TO DO
Print every line of the data below without changing a word, and leave the pictures out.

MATERIAL FOR THIS TASK
## start
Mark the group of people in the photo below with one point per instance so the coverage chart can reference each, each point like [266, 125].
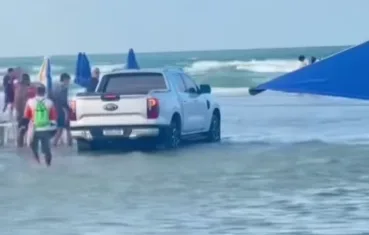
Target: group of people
[41, 115]
[304, 61]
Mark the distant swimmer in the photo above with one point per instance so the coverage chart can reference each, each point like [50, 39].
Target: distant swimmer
[313, 60]
[302, 60]
[41, 112]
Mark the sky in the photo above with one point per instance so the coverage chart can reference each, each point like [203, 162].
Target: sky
[54, 27]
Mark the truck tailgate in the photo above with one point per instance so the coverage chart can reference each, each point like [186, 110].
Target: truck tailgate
[94, 111]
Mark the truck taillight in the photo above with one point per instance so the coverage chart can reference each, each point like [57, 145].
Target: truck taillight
[152, 108]
[72, 114]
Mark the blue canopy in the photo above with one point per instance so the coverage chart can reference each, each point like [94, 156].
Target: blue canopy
[345, 74]
[131, 60]
[83, 71]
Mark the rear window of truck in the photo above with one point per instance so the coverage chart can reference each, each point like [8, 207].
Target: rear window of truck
[132, 83]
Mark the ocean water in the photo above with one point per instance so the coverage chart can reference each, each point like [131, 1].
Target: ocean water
[287, 164]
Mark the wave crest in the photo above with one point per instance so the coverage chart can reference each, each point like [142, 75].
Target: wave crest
[256, 66]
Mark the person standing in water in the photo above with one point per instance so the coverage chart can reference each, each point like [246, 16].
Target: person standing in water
[8, 86]
[302, 60]
[94, 80]
[40, 111]
[313, 60]
[60, 98]
[22, 94]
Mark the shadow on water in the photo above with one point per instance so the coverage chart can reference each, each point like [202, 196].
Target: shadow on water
[114, 149]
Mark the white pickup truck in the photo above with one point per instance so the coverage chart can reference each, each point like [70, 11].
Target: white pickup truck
[156, 106]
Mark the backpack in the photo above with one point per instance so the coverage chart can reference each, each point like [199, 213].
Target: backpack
[42, 118]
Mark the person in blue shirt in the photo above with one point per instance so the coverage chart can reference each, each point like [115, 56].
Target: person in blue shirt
[94, 80]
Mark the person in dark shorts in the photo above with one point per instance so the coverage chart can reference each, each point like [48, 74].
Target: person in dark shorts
[8, 86]
[60, 98]
[41, 112]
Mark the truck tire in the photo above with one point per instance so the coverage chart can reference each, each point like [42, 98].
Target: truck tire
[214, 133]
[83, 146]
[171, 137]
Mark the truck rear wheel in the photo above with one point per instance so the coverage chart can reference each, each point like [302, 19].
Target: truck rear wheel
[171, 137]
[214, 133]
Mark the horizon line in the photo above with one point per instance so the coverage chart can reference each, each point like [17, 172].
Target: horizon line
[178, 51]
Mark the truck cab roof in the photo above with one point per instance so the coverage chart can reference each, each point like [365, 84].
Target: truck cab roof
[146, 70]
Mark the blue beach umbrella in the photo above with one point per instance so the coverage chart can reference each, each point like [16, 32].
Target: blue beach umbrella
[78, 69]
[45, 74]
[131, 60]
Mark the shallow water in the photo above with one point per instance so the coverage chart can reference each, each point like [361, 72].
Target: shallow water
[286, 165]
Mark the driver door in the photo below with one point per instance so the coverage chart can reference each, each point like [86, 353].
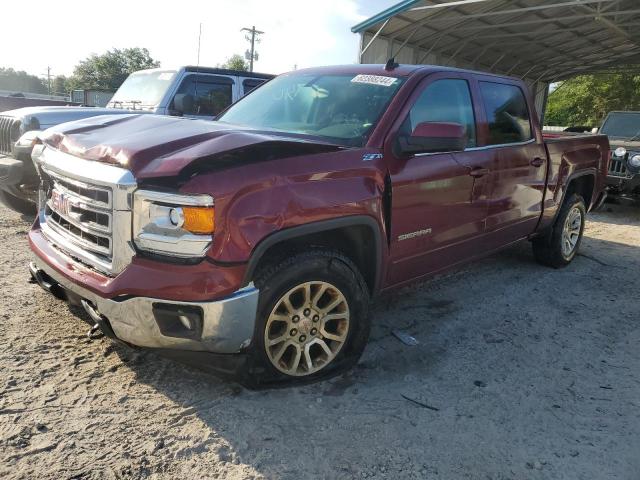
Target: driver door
[439, 203]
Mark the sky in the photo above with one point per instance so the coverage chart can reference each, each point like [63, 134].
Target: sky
[298, 33]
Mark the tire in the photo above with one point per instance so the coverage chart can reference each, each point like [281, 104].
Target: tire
[17, 204]
[552, 249]
[293, 330]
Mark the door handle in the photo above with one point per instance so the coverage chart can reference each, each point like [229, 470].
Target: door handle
[537, 162]
[478, 172]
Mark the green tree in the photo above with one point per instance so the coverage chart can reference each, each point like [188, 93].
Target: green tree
[20, 81]
[236, 62]
[109, 70]
[586, 99]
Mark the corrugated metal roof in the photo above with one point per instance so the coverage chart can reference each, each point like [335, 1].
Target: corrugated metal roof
[538, 39]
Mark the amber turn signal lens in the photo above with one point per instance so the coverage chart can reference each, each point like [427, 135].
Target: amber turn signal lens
[199, 219]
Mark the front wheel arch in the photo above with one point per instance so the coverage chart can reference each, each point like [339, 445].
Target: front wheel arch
[358, 237]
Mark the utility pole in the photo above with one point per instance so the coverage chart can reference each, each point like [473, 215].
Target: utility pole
[253, 38]
[49, 80]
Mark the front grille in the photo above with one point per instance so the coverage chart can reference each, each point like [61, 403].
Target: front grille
[9, 131]
[618, 168]
[82, 214]
[85, 209]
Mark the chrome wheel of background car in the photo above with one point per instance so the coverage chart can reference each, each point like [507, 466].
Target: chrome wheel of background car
[307, 328]
[571, 232]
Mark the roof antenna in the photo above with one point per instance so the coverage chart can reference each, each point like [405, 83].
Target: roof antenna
[391, 64]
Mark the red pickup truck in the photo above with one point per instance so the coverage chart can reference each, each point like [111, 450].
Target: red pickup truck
[253, 244]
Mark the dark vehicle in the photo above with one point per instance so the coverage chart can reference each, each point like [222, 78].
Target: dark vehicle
[623, 130]
[196, 92]
[253, 244]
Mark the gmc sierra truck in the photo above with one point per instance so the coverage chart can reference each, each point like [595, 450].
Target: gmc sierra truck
[253, 244]
[196, 92]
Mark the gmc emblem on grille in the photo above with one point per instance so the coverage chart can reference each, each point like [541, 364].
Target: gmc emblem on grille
[59, 202]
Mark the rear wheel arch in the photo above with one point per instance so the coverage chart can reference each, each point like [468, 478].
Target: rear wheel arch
[582, 183]
[358, 237]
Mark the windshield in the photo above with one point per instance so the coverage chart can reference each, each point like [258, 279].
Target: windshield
[143, 89]
[622, 124]
[341, 108]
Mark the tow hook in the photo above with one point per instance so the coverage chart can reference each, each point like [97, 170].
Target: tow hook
[95, 332]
## end
FULL RESPONSE
Mark the group of people in the photo below with one point per instance so the coverage chart can reference each, each point like [266, 125].
Target: group of people
[41, 115]
[304, 61]
Mark the distant swimmer in the photo above with one point per instance so the coverage chart can reference each, each point like [50, 39].
Target: distant swimmer
[313, 60]
[302, 60]
[41, 112]
Mark the sky in the photo above with one point per instance so the coverage chart can reference each, each point like [203, 162].
Target: sky
[54, 27]
Mark the truck tailgate in the photo above with one point per instance so the coverage chart can reference each, each point like [186, 110].
Target: truck tailgate
[94, 111]
Mark the truck taillight in the photo above with one point per instance so the coverage chart can reference each, each point like [57, 145].
Target: truck taillight
[152, 108]
[72, 114]
Mark the blue canopy in the photo above with one point per instance so the coverage chart can reference each, each point like [94, 156].
Target: blue canopy
[345, 74]
[131, 60]
[83, 71]
Mark the rear window of truck in the photo above with one point per instance so the coverage chart can reference each, each point like [8, 207].
Target: rear window of truck
[132, 83]
Mark the ocean water in the photo above with one point per instance so the coverage chart can reference each, each point like [131, 1].
Target: ocean water
[287, 164]
Mark the wave crest in the photo above with one point per instance so the coverage chart can reference each, each point like [142, 75].
Target: wave crest
[256, 66]
Mark the person standing in water in the photo above with one point per instance so the coverage chart can reference each, each point like [246, 16].
Target: person standing in water
[8, 86]
[302, 60]
[94, 80]
[40, 111]
[313, 60]
[60, 98]
[22, 94]
Mark the shadow on water in the photo above with one point per instance so the coverage chart can reference each, each point like [202, 196].
Target: shadow on water
[114, 149]
Mark the white pickup truck in the photo above with one point per instance so the coverage chart can reference each, each point like [70, 11].
Target: white pickup truck
[156, 106]
Mark the backpack in the photo above with one point per instance so the coverage chart can reference each, each point like [199, 213].
Target: backpack
[42, 118]
Mark the person in blue shirt in the photo above with one point per instance so the coverage chart can reference each, each point like [115, 56].
Target: person in blue shirt
[94, 80]
Mark the person in dark shorts in the photo above with one point per instance so the coverage chart can reference each, each point like [48, 74].
Target: person in dark shorts
[8, 86]
[60, 98]
[41, 112]
Mark the truck tire in the photo above with one point per instance so the coverage chart can reference each, each point like [42, 98].
Target: truck tire
[214, 133]
[83, 146]
[171, 137]
Mark the truck rear wheel in the photo above with one point per instance so the coverage chart can reference each, each point like [302, 19].
Target: truck rear wheel
[171, 137]
[214, 133]
Mark the horizon line in the photo above with one point per instance so the coverage chart can reference each, each point like [17, 172].
Target: horizon line
[178, 51]
Mark the truck cab roof in the photo above with one point per instance so the coverage chart can reference each, each point like [365, 84].
Target: truck cab roof
[146, 70]
Mark the blue beach umbrella in the photo above with one point per instance so the coverage chart can reference each, each point like [16, 32].
Target: blue beach umbrella
[78, 69]
[45, 74]
[131, 60]
Mark the shallow water in the photo above with one point per instance so the coverage chart can reference each, each point like [361, 72].
Target: shallow water
[286, 165]
Mark the driver door in the photo below with one point per instance so the coverage chart can reference each, each point like [86, 353].
Target: driver door
[439, 203]
Mark the sky in the photo above with one point per instance so the coverage chart can reference each, each point like [63, 134].
Target: sky
[298, 33]
Mark the tire in the photo above with one point per instance so the coverage chart can reference each, each point like [281, 104].
Target: tire
[17, 204]
[552, 249]
[293, 330]
Mark the door handle in the photo above with one point per instance so the coverage chart can reference each, each point like [229, 470].
Target: door handle
[537, 162]
[478, 172]
Mark the green tree in the photo above with one point per instance so the coverage chart can reference each, each point like [188, 93].
Target: green tree
[20, 81]
[236, 62]
[109, 70]
[586, 99]
Mark the corrugated metal roof in the photo above with one point per instance so the coverage chart can reference each, each point like [335, 1].
Target: corrugated metal roof
[538, 39]
Mark the amber turn signal lens in the photo above with one point per instance so the coverage chart can reference each, each point like [427, 135].
Target: amber turn signal lens
[199, 219]
Mark the front wheel arch in the photo above with one point per instance so the coverage chart can reference each, each point like [339, 445].
Target: front wheel arch
[358, 237]
Mark the utility pole in the photo above with one point per instance so the coverage chart can reference each, each point like [473, 215].
Target: utility pole
[253, 38]
[49, 80]
Mark the front grille in the photo above with one point per instance so the coverage chart can reference each, each point like [61, 403].
Target: front grille
[9, 131]
[618, 168]
[82, 214]
[85, 209]
Mark the chrome wheel of background car in the photo above with one point per instance so the coverage chart can reference each, each point like [507, 466].
Target: chrome wheel of background car
[307, 328]
[571, 232]
Mark the roof antenna in the photo above with one point per instance so the coverage chart can reference each, each point like [405, 83].
Target: roof antenna
[391, 64]
Mark the red pickup truck in the photo above with one point per instance so the coverage chart can reference each, each point like [111, 450].
Target: red pickup truck
[253, 244]
Mark the dark vehicle in the photo above with one point per instance so the coverage chart can reference each, each point like [222, 78].
Target: dark vehicle
[623, 130]
[196, 92]
[253, 244]
Mark the gmc sierra truck in the photo above with one point per instance so the coverage chart can reference each, each point like [595, 450].
Target: gmc sierra truck
[253, 244]
[196, 92]
Mark the gmc emblem on grille in the photo above with one point per instance so the coverage chart can reference each, each point like [541, 364].
Target: gmc emblem on grille
[59, 202]
Mark the rear wheel arch in the photo above with one point per instance so the coverage chart can reference each, each point like [468, 478].
Target: rear wheel arch
[582, 183]
[358, 237]
Mark the windshield in the photo above with one point per instance so the coverage chart can reference each, each point like [258, 279].
Target: windshield
[143, 89]
[622, 124]
[341, 108]
Mark the tow hook in the photo above with one point per instance so the coverage chart can reference each, each point like [97, 170].
Target: tow hook
[95, 332]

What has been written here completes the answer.